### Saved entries

☆ ☆ ☆ ☆

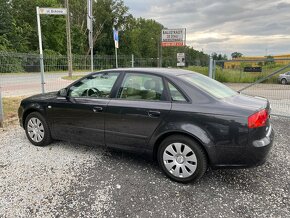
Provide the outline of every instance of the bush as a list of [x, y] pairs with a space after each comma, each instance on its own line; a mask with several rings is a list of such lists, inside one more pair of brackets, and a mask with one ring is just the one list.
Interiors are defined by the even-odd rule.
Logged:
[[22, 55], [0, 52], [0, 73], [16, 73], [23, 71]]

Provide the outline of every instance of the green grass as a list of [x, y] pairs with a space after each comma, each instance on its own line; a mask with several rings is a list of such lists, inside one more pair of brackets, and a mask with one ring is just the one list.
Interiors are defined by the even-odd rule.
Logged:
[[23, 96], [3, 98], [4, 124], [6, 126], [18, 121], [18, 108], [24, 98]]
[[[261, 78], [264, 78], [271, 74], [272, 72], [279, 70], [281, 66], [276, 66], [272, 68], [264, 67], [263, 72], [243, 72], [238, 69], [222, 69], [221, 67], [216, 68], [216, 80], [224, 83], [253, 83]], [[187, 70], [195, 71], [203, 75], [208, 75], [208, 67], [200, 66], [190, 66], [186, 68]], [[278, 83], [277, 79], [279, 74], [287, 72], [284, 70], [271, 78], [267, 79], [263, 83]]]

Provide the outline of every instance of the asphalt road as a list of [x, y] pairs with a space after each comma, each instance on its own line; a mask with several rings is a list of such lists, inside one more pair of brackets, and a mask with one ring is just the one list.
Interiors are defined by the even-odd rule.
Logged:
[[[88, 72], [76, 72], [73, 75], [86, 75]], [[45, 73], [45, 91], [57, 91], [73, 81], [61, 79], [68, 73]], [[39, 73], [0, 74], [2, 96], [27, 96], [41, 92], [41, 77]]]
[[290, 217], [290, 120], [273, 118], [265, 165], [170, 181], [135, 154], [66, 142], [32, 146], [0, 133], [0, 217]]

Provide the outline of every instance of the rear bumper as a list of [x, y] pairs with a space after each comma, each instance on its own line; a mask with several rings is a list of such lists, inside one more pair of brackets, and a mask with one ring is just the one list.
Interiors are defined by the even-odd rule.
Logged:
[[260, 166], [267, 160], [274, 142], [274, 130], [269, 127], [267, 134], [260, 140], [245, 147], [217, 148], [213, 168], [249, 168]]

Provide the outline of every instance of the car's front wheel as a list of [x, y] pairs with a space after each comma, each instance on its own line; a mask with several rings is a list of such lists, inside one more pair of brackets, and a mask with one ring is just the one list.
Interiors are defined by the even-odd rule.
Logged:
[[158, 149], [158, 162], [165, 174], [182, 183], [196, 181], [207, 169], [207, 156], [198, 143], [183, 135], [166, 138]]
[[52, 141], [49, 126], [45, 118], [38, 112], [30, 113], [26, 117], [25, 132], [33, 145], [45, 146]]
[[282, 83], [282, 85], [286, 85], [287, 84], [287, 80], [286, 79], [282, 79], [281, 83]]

☆ ☆ ☆ ☆

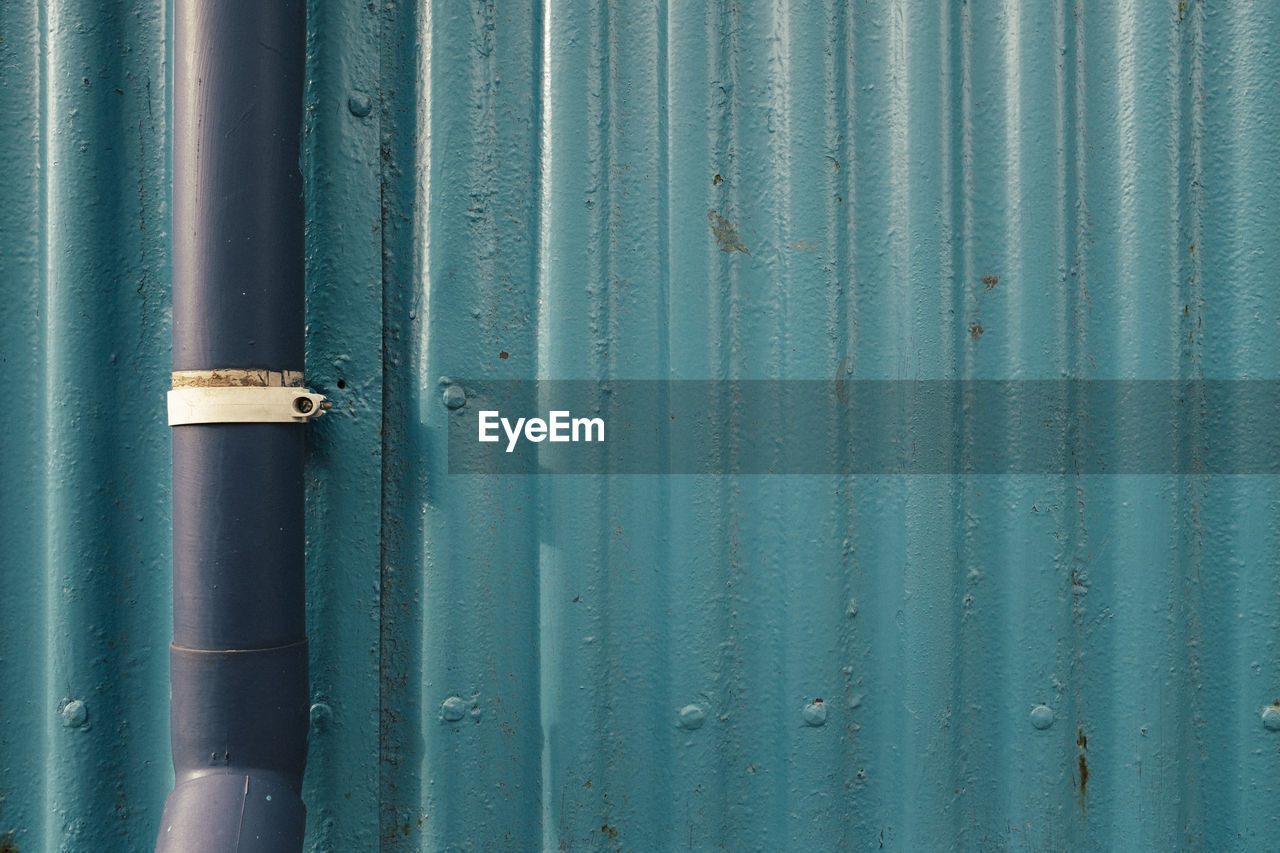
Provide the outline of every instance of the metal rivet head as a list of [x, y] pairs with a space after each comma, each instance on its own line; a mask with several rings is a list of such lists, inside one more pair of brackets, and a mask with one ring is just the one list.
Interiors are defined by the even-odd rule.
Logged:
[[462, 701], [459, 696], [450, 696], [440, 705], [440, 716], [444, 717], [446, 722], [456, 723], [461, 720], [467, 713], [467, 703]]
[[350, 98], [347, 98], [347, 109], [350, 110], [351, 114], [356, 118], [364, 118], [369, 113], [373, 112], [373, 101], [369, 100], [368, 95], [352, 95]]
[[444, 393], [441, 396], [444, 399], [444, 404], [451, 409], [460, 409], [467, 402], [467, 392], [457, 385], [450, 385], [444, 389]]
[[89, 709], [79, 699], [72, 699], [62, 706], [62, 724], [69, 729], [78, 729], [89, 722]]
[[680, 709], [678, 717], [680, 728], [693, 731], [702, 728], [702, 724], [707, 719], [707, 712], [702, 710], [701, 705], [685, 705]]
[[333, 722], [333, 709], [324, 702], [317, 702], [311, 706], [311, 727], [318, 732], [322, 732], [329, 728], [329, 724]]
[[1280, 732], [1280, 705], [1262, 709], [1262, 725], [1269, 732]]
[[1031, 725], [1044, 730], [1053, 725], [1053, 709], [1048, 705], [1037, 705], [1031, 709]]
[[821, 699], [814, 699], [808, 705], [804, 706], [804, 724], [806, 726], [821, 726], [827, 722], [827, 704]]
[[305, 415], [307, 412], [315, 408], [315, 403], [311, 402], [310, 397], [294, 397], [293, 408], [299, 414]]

☆ ☆ ☆ ☆

### Assignment
Reproduce only the lines above spanning from the line containing "Provide the outline of every instance of the bush" through the line containing "Provide the outline of every instance of the green", word for word.

### Answer to the exercise
Provide the outline of every instance of the bush as a list of [x, y] pairs with a space after each comma, each instance on its own line; a mask with several rings is a list of such lists, inside one more pair of brackets, and a mask with one ring is just the one list.
Interiors are defined by the even-odd rule.
Logged:
[[22, 55], [0, 52], [0, 73], [16, 73], [23, 71]]

Provide the outline of every instance of the green grass as a list of [x, y] pairs with a space after each comma, each instance on its own line; a mask with several rings is a list of such lists, inside one more pair of brackets, and a mask with one ring is just the one list.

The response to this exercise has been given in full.